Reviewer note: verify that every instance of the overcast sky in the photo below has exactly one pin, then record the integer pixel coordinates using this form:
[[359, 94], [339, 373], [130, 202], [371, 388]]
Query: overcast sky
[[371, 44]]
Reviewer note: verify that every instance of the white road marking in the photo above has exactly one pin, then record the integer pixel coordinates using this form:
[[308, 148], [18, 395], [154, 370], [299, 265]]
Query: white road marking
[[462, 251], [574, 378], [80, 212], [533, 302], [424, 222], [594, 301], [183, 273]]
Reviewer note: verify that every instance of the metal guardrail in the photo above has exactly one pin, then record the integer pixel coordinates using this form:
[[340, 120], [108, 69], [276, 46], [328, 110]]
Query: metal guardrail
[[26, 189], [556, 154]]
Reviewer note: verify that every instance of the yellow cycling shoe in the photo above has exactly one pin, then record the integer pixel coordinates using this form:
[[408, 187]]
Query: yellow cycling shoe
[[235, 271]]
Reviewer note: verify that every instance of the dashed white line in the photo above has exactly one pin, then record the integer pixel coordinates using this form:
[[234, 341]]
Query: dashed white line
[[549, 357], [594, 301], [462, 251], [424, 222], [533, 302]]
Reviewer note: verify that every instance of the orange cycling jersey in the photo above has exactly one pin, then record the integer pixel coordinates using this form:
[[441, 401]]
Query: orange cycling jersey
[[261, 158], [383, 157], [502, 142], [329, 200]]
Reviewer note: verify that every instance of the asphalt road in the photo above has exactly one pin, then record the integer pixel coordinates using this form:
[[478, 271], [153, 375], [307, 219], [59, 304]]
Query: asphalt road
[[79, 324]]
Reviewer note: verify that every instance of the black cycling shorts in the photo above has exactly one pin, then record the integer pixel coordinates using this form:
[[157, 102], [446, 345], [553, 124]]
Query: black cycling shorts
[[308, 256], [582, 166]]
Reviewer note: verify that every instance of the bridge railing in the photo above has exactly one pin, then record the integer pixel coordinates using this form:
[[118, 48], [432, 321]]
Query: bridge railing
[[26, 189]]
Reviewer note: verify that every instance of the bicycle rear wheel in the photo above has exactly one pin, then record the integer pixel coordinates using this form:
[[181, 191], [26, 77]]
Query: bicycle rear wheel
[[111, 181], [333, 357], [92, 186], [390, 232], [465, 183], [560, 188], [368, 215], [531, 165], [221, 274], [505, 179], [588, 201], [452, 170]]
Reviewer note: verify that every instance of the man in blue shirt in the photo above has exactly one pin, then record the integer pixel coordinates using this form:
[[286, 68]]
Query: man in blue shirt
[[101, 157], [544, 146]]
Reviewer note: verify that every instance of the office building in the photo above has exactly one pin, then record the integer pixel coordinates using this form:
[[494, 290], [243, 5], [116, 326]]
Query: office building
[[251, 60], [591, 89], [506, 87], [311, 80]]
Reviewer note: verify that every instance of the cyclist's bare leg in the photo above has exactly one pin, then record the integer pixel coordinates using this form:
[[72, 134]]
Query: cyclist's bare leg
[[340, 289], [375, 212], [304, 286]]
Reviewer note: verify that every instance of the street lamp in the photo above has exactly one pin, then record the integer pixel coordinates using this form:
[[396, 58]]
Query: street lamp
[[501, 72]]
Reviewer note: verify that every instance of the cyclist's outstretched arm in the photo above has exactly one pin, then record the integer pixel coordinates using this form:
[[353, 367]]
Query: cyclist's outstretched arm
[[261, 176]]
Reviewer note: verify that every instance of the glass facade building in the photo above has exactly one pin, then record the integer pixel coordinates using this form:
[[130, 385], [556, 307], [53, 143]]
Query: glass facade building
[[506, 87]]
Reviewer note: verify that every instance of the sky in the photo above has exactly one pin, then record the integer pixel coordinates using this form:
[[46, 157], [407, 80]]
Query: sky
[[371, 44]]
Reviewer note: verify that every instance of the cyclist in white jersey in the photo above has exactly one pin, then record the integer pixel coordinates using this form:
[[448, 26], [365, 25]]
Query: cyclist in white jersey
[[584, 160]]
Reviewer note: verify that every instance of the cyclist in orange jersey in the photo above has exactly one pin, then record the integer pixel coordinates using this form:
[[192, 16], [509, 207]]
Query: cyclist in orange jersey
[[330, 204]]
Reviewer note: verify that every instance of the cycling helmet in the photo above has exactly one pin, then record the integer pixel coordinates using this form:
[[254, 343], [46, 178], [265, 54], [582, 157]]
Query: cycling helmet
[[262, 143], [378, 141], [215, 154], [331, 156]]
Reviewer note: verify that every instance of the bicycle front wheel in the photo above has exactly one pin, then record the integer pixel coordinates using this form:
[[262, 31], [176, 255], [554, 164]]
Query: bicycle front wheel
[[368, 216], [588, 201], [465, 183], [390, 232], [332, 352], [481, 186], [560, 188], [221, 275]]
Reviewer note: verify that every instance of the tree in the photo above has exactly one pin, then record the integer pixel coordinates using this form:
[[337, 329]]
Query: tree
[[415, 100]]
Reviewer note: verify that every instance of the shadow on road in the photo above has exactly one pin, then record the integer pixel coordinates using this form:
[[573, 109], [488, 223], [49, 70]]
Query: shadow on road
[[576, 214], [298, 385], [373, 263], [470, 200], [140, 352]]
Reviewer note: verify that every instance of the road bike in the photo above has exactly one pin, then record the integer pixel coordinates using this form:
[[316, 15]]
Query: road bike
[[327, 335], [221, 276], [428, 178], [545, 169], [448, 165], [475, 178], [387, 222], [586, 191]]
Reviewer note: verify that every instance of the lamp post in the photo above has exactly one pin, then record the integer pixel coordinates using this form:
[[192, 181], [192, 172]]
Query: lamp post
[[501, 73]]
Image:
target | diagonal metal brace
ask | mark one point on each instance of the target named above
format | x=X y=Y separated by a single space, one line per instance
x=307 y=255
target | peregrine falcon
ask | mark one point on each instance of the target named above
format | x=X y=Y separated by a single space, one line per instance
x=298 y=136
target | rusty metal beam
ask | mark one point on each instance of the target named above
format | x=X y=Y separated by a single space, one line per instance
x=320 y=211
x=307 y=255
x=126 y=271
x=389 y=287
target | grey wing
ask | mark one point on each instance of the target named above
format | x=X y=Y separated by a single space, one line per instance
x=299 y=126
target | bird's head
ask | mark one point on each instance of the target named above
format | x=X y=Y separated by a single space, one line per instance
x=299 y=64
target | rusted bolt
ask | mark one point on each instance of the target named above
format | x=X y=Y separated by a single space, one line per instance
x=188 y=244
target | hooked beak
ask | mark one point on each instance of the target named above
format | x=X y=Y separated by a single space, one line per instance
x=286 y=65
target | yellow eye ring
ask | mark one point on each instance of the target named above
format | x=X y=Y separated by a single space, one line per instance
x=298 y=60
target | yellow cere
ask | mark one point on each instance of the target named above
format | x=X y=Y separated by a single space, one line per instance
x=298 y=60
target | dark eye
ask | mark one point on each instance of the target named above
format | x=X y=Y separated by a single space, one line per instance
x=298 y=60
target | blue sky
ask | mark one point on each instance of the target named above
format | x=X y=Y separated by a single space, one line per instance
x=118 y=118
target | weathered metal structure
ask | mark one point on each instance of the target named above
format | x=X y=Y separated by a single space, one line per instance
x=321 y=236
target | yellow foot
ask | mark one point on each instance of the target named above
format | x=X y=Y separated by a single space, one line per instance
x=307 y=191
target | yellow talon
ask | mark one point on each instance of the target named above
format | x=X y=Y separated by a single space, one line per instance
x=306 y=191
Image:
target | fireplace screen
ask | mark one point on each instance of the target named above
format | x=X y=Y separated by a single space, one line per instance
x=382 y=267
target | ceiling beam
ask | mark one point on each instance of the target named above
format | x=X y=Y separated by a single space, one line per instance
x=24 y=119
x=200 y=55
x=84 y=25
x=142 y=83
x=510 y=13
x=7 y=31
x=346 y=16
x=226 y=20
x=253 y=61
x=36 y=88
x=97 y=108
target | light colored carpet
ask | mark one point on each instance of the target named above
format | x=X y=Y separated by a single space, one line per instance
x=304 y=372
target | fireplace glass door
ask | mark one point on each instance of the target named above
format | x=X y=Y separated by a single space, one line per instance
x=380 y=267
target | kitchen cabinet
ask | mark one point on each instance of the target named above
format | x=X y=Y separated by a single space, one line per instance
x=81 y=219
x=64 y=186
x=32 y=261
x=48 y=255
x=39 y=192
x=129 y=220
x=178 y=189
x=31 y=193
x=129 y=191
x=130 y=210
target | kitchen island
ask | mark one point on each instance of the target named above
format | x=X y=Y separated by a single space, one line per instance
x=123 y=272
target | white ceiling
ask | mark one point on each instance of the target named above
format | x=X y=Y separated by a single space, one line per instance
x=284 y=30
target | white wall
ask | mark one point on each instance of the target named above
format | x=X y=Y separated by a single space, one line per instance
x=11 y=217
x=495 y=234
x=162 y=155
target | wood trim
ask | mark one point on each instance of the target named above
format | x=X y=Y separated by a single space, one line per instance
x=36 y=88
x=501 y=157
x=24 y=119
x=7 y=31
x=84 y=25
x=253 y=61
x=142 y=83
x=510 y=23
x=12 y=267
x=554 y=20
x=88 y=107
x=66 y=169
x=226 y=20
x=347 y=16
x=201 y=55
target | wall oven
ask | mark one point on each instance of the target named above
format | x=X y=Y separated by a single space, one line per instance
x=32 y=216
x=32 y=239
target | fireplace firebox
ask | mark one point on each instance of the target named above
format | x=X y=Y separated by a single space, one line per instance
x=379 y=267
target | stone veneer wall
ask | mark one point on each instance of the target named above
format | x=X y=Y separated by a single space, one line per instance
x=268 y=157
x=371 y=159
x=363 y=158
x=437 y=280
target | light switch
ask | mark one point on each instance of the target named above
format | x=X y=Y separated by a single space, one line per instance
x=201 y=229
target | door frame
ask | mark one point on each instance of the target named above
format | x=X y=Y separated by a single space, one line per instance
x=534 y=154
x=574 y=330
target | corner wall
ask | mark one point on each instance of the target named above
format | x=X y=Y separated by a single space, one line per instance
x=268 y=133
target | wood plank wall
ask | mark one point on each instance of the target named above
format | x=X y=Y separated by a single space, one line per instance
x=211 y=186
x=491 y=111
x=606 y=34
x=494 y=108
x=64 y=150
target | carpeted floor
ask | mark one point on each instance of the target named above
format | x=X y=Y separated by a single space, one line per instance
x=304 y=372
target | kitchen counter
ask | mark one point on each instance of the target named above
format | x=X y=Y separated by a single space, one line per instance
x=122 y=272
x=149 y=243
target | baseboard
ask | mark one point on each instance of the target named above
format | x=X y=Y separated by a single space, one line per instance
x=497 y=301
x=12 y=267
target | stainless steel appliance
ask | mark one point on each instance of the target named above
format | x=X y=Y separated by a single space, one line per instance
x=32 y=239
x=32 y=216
_ _ _
Reproduce the data from the line containing "Reviewer note: verify that every instance of the lamp" through the line containing "x=299 y=126", both ends included, keeping each line unchanged.

§ TASK RESPONSE:
Reviewer note: verify that every instance of the lamp post in the photo above has exactly one pin, then record the integer pixel coordinates using this form:
[[192, 181], [192, 172]]
Query: lamp post
[[501, 73]]
Image:
target | diagonal metal brace
ask | mark one point on each instance of the target named above
format | x=X y=Y separated by a single space, one line per instance
x=307 y=255
target | peregrine falcon
ask | mark one point on each instance of the target named above
format | x=X y=Y separated by a single space, one line per instance
x=298 y=136
target | rusty metal beam
ask | mark one point on each instance of the target named above
format | x=X y=Y separated by a single space, one line per instance
x=320 y=211
x=307 y=255
x=126 y=271
x=389 y=287
target | grey wing
ask | mark one point on each instance of the target named above
format | x=X y=Y separated by a single space, one line per instance
x=299 y=126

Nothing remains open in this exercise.